__What is needed__. Could each entry be returned exactly as it appears?

§

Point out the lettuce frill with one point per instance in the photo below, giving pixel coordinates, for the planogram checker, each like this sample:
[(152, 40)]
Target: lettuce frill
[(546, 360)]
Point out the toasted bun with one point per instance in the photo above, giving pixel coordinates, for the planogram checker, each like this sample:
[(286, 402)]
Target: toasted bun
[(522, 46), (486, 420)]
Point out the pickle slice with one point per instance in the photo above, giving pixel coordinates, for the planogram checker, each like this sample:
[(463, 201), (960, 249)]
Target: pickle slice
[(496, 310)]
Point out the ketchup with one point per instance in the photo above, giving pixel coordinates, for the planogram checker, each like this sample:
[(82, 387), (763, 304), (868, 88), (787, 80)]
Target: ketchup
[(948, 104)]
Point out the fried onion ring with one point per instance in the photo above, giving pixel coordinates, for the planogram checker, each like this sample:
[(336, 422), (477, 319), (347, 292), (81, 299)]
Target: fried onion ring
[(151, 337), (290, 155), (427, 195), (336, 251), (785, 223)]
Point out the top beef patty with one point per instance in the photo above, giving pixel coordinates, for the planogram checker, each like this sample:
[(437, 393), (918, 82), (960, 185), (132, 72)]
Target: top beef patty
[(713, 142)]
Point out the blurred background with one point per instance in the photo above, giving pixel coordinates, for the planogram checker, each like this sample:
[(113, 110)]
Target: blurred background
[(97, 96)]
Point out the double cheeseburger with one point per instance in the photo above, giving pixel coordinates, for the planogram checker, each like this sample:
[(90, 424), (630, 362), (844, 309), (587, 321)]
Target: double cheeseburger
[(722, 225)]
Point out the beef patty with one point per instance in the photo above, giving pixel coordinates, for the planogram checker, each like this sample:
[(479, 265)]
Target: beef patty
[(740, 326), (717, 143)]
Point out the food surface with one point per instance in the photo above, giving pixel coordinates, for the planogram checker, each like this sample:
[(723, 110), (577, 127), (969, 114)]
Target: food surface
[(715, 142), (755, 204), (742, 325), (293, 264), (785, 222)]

§

__Task solution__.
Point out the lettuce frill with one point per instance in the photo below, giving pixel coordinates, for the planogram checker, each like this sample:
[(152, 40)]
Target: lettuce frill
[(546, 360)]
Point out the toasted bun with one point per instance in the photo above, giving pixel coordinates, for the planogram checker, each like this sample:
[(286, 402)]
Target: toasted bun
[(522, 46), (486, 420)]
Point out the pickle slice with one point per instance in the photo above, giving pixel coordinates, for the planogram checker, each like this sample:
[(463, 201), (960, 249)]
Target: pickle slice
[(496, 310)]
Point out the ketchup with one point per instance in the photo above, giving pixel coordinates, for the planogram checker, each like this sample:
[(82, 387), (763, 304), (868, 88), (787, 80)]
Target: ketchup
[(948, 104)]
Point out the fried onion ring with one point per instance in the photo above, giving pixel coordinates, for the planogram checker, each like this sample:
[(336, 422), (477, 319), (347, 292), (81, 299)]
Target: fried onion ring
[(151, 337), (290, 155), (427, 195), (336, 251), (785, 223)]
Point out the top beef patty with one point per instance in the photo above, giving pixel coordinates, for the planogram checker, each like this sample:
[(437, 393), (918, 82), (960, 185), (132, 72)]
Target: top beef patty
[(713, 142)]
Point out the blurred background with one point per instance in the photo above, giving pixel coordinates, for the planogram checker, each like this sample:
[(113, 110)]
Target: blurred background
[(97, 96)]
Point out the double cheeseburger with one point per instance in the photo above, giving pixel coordinates, for the planogram checker, each like this sample:
[(90, 424), (630, 362), (844, 309), (587, 321)]
Target: double cheeseburger
[(722, 225)]
Point out the beef patty with one point per instance in the photo above, giving pixel coordinates, for the planogram checker, each like this sample:
[(479, 265)]
Target: beef patty
[(740, 326), (717, 143)]
Point out the food surface with one point per instance in the photo above, giving pixel coordinates, for the planogram checker, each like this sample:
[(723, 110), (577, 127), (969, 114)]
Target: food surface
[(715, 142), (755, 204), (742, 325), (293, 264), (785, 222)]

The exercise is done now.